━━━ Data to process ━━━

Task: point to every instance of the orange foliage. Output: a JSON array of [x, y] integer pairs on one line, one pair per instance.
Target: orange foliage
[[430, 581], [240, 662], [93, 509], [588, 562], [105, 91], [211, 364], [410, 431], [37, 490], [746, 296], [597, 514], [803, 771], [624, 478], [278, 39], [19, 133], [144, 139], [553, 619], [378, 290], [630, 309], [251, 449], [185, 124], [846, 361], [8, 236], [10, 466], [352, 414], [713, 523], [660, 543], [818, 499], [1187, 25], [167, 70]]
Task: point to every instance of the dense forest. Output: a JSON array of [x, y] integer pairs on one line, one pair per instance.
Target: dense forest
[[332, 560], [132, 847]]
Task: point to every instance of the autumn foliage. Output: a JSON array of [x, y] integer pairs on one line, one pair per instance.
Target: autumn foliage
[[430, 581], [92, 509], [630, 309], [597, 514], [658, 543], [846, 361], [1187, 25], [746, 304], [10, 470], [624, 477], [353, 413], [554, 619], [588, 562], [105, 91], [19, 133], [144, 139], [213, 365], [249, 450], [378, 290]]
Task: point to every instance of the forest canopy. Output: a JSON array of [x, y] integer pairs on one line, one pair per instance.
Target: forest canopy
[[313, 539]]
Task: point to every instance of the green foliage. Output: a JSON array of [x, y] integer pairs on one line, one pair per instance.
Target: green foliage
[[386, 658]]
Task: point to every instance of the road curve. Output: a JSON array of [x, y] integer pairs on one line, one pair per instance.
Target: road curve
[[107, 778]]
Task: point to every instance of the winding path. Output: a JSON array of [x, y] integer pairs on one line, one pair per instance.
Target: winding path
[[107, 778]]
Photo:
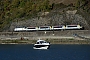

━━━

• **Exercise prompt**: Please collect each line of the records above that contains the word "green", treating uppercase and lowercase as different.

• **Result**:
Task: point to every instance of the green foliage. Output: a JSON array of [x, y] integer pairs on one line, one pair per instance.
Target: green foliage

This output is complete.